What is expected – Where the material below has a line containing "positive clicks: (75, 84)", start repeating exactly, and keep going through the line containing "box: [341, 260, 348, 287]", with no other lines.
BEGIN Raw data
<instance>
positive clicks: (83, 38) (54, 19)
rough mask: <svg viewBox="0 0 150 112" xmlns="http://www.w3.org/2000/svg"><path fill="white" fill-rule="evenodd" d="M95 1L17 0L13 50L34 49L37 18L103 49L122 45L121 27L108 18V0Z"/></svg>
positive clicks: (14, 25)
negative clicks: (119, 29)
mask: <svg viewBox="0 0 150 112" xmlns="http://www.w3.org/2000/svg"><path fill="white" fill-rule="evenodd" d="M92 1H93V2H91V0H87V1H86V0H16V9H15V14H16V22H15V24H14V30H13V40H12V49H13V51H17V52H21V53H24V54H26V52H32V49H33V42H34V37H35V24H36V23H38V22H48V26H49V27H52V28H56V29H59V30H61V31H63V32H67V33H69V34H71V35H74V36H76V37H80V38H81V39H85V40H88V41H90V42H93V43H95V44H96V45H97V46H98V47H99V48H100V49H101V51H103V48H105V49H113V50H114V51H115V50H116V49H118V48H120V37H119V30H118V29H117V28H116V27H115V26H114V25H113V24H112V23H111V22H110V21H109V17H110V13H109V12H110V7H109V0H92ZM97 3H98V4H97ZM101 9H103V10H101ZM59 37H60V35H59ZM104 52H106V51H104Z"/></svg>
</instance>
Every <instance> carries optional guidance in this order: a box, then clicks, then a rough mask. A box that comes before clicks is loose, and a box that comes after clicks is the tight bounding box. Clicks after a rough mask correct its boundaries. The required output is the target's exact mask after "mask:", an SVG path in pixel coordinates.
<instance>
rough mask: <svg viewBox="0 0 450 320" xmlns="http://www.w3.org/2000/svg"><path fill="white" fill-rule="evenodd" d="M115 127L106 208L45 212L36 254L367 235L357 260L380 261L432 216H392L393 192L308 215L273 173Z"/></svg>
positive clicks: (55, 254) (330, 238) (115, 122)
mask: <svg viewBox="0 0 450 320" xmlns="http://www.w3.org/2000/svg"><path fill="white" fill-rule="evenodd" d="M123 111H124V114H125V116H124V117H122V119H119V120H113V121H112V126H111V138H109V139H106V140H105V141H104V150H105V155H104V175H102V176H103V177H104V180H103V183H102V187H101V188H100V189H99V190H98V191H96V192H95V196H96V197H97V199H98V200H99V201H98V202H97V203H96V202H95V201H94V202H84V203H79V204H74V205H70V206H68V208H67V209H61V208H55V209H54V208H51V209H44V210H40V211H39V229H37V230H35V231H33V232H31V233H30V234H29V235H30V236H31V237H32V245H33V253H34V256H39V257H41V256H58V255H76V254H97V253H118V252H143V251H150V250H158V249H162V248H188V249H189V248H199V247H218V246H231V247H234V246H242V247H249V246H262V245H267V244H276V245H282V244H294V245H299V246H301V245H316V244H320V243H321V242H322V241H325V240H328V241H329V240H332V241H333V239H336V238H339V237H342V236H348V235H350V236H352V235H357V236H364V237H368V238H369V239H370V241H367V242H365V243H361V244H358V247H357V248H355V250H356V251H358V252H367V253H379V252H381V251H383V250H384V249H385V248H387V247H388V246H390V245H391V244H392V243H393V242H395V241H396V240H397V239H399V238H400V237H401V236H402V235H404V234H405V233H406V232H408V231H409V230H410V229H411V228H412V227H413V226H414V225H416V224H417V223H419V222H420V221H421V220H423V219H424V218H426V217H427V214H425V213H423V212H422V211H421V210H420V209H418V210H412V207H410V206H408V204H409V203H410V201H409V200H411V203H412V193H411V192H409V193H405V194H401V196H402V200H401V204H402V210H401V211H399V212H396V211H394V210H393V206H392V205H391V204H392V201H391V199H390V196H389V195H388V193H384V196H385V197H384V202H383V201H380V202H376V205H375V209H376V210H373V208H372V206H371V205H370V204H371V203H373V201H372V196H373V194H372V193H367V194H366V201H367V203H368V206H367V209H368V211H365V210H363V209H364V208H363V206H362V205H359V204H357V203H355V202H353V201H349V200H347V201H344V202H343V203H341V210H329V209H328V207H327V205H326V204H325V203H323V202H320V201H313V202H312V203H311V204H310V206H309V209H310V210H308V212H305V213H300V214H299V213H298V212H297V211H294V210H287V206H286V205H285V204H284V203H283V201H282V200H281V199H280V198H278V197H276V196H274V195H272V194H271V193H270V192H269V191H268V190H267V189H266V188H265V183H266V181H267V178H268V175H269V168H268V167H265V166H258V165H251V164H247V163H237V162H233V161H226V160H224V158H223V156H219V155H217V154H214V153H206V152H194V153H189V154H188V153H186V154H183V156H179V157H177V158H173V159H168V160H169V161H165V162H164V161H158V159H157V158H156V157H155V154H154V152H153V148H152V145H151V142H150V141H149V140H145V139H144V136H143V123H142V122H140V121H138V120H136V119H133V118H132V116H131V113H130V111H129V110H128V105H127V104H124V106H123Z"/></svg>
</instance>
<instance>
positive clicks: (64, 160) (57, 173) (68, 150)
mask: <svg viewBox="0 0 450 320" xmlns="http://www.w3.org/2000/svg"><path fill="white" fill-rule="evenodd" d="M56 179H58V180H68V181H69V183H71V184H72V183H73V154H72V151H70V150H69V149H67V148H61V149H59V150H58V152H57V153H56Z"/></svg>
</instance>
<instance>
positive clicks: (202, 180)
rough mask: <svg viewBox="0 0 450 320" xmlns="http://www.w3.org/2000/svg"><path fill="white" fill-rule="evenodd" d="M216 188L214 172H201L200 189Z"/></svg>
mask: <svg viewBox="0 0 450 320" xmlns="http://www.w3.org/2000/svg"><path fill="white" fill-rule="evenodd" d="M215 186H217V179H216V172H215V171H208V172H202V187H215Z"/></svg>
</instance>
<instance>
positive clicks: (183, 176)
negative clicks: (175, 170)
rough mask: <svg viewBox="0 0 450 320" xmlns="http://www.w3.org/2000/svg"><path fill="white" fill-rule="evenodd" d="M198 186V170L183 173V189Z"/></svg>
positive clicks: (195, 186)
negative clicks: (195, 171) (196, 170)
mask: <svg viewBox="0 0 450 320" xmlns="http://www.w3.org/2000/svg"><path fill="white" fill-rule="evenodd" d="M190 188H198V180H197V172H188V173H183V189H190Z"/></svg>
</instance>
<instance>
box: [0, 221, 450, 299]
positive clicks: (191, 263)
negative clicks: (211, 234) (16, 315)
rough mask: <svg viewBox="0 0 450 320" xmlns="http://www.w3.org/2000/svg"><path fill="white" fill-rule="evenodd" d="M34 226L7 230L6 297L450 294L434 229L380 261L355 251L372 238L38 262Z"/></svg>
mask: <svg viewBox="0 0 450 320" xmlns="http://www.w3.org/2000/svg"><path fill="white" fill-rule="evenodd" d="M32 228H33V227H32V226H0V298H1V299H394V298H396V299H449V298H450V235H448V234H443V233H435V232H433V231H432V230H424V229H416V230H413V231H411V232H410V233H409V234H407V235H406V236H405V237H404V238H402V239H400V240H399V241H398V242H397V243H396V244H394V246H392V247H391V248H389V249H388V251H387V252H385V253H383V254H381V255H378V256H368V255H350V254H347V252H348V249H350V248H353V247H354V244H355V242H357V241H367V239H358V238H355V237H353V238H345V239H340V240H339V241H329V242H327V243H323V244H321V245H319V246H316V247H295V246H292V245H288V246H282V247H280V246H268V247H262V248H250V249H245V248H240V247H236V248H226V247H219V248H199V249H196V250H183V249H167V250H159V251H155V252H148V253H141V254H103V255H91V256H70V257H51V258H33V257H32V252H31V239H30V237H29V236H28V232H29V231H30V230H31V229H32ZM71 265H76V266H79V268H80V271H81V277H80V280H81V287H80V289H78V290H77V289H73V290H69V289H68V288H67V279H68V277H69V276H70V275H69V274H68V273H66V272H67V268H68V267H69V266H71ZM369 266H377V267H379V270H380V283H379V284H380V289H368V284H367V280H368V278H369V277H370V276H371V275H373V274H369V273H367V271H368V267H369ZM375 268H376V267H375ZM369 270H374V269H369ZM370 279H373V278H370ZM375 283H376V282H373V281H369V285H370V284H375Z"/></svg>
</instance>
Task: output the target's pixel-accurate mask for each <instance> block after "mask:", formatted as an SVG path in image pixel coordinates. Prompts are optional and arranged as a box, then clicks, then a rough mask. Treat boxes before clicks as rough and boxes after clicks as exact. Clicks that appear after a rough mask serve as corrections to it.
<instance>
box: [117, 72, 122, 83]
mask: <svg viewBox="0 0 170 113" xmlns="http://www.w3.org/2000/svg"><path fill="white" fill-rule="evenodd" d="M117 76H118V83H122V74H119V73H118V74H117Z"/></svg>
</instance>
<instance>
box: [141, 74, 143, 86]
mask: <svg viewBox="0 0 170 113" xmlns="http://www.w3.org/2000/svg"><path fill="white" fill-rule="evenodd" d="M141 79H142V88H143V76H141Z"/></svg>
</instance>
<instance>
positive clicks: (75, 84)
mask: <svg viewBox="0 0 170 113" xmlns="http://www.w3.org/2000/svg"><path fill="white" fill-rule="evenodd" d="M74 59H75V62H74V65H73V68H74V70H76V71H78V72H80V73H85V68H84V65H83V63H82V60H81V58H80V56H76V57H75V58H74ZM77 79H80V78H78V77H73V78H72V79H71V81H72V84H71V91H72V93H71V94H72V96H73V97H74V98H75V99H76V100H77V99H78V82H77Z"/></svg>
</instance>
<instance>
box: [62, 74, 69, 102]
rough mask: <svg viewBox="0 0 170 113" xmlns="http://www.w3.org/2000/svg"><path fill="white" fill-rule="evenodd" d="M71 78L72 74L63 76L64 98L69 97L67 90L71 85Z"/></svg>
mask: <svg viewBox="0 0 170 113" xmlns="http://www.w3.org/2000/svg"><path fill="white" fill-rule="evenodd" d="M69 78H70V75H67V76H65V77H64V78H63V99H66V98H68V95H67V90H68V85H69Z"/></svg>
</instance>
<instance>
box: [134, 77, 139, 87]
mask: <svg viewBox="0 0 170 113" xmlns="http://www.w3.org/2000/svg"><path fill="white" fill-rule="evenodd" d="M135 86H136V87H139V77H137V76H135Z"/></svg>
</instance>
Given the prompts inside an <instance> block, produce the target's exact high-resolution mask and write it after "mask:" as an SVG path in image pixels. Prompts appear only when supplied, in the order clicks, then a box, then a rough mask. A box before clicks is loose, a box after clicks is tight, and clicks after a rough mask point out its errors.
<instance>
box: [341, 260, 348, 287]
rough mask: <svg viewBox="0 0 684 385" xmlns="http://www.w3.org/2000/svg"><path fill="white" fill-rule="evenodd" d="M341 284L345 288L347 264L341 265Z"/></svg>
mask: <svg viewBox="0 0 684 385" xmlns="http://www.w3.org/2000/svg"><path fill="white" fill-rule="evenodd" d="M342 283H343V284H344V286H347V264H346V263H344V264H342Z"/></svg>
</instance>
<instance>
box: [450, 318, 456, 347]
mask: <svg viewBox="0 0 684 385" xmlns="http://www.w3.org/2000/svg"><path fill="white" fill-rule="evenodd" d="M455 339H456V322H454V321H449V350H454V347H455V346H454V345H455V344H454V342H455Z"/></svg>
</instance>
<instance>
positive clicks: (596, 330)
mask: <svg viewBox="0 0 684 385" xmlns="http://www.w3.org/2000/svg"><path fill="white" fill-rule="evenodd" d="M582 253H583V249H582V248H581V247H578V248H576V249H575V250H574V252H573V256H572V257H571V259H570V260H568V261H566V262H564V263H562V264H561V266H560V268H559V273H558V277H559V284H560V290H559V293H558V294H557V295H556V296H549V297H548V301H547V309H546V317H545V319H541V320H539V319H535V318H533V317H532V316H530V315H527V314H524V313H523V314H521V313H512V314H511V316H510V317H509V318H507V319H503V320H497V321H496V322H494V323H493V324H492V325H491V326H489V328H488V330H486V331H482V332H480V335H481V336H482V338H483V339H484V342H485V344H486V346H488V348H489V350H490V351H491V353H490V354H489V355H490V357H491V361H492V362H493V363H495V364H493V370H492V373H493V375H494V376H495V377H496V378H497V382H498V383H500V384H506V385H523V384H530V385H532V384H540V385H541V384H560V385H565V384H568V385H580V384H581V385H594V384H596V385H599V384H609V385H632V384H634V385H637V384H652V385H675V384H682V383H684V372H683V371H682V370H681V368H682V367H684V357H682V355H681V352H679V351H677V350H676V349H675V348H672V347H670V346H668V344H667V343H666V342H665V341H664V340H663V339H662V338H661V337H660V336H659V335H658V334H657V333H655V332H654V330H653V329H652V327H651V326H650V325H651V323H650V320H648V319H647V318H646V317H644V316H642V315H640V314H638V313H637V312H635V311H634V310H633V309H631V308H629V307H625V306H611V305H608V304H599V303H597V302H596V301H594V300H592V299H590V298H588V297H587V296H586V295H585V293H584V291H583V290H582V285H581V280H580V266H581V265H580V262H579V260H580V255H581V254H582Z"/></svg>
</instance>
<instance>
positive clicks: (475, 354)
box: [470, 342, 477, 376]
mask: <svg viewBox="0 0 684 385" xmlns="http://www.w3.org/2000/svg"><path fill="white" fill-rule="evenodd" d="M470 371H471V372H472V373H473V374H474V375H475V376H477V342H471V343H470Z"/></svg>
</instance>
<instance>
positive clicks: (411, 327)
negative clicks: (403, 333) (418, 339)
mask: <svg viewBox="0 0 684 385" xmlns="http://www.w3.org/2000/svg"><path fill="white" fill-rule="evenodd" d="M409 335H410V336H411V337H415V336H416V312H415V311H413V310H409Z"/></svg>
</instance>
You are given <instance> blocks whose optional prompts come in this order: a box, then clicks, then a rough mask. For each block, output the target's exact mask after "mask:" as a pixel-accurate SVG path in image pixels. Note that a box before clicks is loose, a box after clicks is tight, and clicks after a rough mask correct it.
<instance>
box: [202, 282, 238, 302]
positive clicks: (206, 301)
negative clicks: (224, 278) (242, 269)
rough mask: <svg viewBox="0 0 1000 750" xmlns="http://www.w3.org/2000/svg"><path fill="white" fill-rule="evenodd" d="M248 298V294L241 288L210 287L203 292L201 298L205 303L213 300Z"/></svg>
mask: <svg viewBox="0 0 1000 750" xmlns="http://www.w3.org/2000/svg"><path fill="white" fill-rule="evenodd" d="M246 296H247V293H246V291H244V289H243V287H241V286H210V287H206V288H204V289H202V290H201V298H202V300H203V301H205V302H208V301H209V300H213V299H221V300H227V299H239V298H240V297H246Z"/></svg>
END Raw data
Solution –
positive clicks: (75, 84)
mask: <svg viewBox="0 0 170 113" xmlns="http://www.w3.org/2000/svg"><path fill="white" fill-rule="evenodd" d="M74 59H75V62H74V65H73V68H74V70H76V71H78V72H80V73H85V68H84V65H83V63H82V60H81V58H80V56H76V57H75V58H74ZM77 79H80V78H78V77H73V78H72V79H71V81H72V84H71V91H72V93H71V94H72V96H73V97H74V98H75V99H76V100H77V99H78V82H77Z"/></svg>
</instance>
<instance>
box: [62, 74, 69, 102]
rough mask: <svg viewBox="0 0 170 113" xmlns="http://www.w3.org/2000/svg"><path fill="white" fill-rule="evenodd" d="M71 78L72 74L63 76L64 98L69 97L67 90L71 85Z"/></svg>
mask: <svg viewBox="0 0 170 113" xmlns="http://www.w3.org/2000/svg"><path fill="white" fill-rule="evenodd" d="M69 78H70V75H67V76H65V77H64V78H63V99H66V98H68V95H67V90H68V85H69Z"/></svg>
</instance>
<instance>
box: [134, 77, 139, 87]
mask: <svg viewBox="0 0 170 113" xmlns="http://www.w3.org/2000/svg"><path fill="white" fill-rule="evenodd" d="M135 86H136V87H139V77H137V76H135Z"/></svg>
</instance>
Given the prompts inside an <instance> block, produce the target's exact high-resolution mask and write it after "mask:" as an SVG path in image pixels. Prompts appear only when supplied, in the order clicks, then a box, then a rough mask. A box before clicks is loose, a box after clicks is tight, and clicks after a rough mask point out its errors.
<instance>
box: [341, 260, 348, 287]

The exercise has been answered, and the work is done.